**GIVEN PROBLEM**
Return every line of the material below that contains the string "navy", treating uppercase and lowercase as distinct.
**** RECORD SET
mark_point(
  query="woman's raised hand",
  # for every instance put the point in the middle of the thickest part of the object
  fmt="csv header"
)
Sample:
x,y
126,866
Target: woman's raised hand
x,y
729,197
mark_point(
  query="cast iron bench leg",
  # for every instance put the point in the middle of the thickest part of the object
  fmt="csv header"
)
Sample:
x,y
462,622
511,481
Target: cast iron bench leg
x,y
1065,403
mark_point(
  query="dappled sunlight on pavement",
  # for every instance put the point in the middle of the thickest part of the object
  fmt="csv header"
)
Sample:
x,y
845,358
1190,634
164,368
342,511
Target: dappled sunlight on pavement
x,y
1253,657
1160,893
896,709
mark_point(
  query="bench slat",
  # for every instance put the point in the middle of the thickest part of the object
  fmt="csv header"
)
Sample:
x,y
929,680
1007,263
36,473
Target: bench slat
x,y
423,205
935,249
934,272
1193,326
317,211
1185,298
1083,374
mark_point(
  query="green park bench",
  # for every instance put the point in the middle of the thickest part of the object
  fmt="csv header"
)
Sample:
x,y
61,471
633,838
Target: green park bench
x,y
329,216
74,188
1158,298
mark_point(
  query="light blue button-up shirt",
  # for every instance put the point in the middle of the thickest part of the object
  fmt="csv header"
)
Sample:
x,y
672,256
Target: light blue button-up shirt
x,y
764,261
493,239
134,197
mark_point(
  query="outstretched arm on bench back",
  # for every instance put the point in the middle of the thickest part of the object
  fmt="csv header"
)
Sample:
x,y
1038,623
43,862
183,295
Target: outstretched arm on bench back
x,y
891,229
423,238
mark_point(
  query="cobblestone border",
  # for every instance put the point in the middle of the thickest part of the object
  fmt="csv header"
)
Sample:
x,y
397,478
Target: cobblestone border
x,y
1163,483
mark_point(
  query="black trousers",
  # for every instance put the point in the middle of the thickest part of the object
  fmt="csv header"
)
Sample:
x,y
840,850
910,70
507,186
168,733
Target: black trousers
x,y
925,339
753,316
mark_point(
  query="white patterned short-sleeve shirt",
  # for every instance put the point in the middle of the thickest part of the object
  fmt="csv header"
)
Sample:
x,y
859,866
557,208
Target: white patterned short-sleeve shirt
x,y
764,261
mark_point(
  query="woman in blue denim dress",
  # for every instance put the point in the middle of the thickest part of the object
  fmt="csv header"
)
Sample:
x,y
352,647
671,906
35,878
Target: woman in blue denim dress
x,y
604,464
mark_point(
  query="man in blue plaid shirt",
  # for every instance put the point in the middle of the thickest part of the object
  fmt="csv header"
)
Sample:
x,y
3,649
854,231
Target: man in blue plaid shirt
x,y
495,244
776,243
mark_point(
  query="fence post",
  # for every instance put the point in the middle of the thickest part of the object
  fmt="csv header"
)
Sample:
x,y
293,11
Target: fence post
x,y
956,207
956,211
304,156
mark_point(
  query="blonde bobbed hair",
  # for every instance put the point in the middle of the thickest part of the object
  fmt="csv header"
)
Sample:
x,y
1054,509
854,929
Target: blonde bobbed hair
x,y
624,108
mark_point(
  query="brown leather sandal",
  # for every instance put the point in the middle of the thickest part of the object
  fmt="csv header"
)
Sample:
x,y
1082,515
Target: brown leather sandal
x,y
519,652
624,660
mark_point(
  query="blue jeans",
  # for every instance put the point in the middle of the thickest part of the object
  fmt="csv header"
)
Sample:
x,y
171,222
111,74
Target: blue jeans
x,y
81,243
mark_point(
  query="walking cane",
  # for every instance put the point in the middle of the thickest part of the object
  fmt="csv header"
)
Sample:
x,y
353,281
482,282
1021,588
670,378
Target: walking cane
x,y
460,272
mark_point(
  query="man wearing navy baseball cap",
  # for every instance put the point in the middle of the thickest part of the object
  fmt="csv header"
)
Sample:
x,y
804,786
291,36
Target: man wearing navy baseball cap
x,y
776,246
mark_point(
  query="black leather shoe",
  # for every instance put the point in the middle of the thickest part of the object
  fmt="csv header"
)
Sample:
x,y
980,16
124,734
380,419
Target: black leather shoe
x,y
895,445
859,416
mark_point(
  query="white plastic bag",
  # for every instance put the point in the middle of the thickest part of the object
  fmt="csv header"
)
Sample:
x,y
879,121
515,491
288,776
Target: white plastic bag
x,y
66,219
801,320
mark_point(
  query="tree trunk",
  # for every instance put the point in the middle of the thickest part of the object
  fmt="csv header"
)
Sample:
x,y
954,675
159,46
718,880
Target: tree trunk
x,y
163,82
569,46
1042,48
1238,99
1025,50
********
**WRITTEN SOLUTION**
  query="man wearing navy baseball cap",
Target: man wearing navy baseball cap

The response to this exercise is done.